Provided material: Begin

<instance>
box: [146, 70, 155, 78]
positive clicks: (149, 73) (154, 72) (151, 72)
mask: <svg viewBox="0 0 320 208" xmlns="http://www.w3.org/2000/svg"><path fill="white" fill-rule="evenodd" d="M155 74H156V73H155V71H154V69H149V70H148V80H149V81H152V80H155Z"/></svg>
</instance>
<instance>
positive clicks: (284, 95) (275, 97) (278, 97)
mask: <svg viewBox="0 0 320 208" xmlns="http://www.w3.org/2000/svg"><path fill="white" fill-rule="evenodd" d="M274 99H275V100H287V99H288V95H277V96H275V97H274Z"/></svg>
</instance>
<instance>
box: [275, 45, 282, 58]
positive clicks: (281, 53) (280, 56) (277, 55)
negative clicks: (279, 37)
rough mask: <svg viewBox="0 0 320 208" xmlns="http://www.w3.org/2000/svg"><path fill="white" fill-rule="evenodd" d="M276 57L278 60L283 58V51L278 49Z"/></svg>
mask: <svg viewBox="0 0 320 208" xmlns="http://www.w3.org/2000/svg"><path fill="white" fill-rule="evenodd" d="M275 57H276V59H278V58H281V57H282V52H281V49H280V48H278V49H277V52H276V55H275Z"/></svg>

Provided material: End

> [Instructions to follow] Write out every one of the entries above, keeping each line identical to the original.

> [Expected answer]
<instance>
box: [146, 70, 155, 78]
positive clicks: (149, 73) (154, 72) (151, 72)
mask: <svg viewBox="0 0 320 208" xmlns="http://www.w3.org/2000/svg"><path fill="white" fill-rule="evenodd" d="M155 74H156V73H155V71H154V69H149V70H148V80H149V81H152V80H155Z"/></svg>
</instance>
<instance>
positive clicks: (284, 95) (275, 97) (278, 97)
mask: <svg viewBox="0 0 320 208" xmlns="http://www.w3.org/2000/svg"><path fill="white" fill-rule="evenodd" d="M274 99H275V100H287V99H288V95H277V96H275V97H274Z"/></svg>
</instance>
<instance>
box: [275, 45, 282, 58]
positive clicks: (281, 53) (280, 56) (277, 55)
negative clicks: (279, 37)
rough mask: <svg viewBox="0 0 320 208" xmlns="http://www.w3.org/2000/svg"><path fill="white" fill-rule="evenodd" d="M276 57L278 60L283 58V51L278 49Z"/></svg>
mask: <svg viewBox="0 0 320 208" xmlns="http://www.w3.org/2000/svg"><path fill="white" fill-rule="evenodd" d="M275 57H276V59H278V58H281V57H282V52H281V49H280V48H278V49H277V52H276V55H275Z"/></svg>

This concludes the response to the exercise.